Could you reproduce the lines below word for word, from the line with "Point to the black" to the line with "x=503, y=579", including both of those lines?

□ □ □ □

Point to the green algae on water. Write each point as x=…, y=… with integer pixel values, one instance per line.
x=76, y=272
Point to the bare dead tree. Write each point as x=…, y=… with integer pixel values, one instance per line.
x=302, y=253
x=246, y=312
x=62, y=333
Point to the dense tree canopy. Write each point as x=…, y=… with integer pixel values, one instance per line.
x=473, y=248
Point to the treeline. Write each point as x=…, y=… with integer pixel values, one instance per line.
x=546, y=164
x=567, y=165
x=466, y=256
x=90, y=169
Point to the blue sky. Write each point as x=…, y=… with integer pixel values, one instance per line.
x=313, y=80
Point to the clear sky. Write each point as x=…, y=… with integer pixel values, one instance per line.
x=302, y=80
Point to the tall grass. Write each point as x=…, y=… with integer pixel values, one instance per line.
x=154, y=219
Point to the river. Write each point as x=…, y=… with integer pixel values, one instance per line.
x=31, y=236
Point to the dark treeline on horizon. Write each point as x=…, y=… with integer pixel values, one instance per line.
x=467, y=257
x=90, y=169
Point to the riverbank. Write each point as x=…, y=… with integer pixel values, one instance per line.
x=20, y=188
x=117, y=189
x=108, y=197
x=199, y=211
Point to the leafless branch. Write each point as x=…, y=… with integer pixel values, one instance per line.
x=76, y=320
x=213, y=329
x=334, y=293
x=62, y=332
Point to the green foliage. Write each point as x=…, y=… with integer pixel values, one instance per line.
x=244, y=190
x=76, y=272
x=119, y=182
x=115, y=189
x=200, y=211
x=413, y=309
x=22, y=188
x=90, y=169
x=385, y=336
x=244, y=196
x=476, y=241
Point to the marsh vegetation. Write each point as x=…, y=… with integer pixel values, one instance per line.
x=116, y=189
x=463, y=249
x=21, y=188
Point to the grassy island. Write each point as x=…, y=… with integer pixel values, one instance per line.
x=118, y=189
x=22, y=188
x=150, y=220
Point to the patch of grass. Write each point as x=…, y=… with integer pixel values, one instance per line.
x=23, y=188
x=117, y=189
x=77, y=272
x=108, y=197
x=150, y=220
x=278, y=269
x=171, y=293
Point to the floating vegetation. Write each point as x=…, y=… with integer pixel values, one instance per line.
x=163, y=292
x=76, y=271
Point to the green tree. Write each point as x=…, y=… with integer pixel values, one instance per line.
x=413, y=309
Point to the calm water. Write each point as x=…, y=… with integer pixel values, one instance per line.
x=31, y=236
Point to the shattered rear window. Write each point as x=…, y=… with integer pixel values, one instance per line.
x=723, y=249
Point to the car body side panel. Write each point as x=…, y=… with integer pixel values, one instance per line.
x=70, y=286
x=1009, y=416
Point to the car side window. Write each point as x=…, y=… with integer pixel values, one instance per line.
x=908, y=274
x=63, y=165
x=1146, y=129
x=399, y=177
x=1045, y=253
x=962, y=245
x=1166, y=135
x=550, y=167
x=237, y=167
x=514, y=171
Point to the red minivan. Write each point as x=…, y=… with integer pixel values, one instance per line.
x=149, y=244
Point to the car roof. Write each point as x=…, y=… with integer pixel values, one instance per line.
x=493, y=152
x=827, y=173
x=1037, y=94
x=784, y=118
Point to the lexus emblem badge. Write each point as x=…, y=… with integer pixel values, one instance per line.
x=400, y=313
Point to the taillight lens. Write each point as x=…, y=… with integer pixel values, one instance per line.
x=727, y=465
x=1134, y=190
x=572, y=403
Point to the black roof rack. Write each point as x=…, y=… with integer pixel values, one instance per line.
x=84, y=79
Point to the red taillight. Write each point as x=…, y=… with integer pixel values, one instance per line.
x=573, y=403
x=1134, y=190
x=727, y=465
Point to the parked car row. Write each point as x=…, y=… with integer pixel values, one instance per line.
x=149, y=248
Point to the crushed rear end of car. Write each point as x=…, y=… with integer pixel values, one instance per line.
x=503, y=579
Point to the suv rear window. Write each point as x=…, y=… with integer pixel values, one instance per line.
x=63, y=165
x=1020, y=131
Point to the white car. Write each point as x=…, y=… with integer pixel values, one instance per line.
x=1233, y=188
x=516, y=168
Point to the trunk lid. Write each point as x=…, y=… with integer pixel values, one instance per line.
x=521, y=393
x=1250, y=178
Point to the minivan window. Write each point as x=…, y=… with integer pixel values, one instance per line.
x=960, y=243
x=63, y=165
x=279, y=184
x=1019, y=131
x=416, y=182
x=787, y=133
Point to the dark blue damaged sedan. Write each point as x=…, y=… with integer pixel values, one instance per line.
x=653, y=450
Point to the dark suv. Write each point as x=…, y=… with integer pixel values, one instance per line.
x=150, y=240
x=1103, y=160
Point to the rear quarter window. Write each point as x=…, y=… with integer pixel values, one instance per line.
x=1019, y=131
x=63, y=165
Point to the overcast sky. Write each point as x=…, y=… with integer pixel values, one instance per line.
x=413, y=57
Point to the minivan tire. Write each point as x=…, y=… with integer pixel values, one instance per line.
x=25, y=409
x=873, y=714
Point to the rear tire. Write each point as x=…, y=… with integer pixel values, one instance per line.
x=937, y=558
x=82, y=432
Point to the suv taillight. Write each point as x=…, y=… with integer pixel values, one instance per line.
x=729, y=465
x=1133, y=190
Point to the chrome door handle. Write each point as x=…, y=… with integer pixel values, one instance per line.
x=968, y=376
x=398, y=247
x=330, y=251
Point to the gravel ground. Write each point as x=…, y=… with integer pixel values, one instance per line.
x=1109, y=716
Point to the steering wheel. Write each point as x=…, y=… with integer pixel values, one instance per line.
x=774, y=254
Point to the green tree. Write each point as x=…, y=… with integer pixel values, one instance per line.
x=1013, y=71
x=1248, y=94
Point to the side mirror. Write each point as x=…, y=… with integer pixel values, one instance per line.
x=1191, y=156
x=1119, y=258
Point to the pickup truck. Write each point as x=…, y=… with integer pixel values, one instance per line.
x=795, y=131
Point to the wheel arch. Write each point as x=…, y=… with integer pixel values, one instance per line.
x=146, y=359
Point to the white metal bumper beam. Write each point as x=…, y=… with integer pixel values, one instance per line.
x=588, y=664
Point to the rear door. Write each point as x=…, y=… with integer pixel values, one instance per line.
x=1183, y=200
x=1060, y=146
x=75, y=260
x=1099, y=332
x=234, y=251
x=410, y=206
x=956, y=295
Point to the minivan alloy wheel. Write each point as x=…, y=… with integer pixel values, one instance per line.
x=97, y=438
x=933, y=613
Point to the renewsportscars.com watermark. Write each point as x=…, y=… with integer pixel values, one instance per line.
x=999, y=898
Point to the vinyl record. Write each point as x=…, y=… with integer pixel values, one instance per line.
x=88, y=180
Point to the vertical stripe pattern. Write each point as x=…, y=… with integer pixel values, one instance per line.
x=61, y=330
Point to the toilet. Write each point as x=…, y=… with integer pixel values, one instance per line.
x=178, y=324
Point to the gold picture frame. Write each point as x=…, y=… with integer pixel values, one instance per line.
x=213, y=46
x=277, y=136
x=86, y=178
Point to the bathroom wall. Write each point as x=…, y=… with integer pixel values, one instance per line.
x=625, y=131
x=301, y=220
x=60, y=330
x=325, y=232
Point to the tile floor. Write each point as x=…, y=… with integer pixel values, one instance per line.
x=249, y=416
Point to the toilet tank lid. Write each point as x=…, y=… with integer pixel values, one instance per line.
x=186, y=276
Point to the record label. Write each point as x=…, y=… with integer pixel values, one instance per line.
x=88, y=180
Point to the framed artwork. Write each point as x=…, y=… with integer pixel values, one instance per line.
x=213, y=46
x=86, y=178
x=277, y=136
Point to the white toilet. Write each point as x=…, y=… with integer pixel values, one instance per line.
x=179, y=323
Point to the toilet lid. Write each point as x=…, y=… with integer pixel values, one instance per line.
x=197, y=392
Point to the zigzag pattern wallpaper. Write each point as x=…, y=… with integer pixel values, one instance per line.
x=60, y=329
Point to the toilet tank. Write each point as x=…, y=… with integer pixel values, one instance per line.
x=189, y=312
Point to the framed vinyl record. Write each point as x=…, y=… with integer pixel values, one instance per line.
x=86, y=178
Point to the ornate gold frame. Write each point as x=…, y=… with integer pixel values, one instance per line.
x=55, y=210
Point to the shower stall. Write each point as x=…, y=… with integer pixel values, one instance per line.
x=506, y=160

□ □ □ □

• FULL ANSWER:
Point to the black roof rack. Write each point as x=…, y=… with integer pixel values, one instance per line.
x=84, y=79
Point to the red taillight. Write each point as x=…, y=… with integer pixel values, one instance per line.
x=573, y=403
x=1134, y=190
x=727, y=465
Point to the parked car row. Write each point as x=…, y=… with integer pixel values, one instance per line.
x=149, y=248
Point to the crushed rear end of car. Write each point as x=…, y=… with integer pixel values, one instance per line.
x=503, y=579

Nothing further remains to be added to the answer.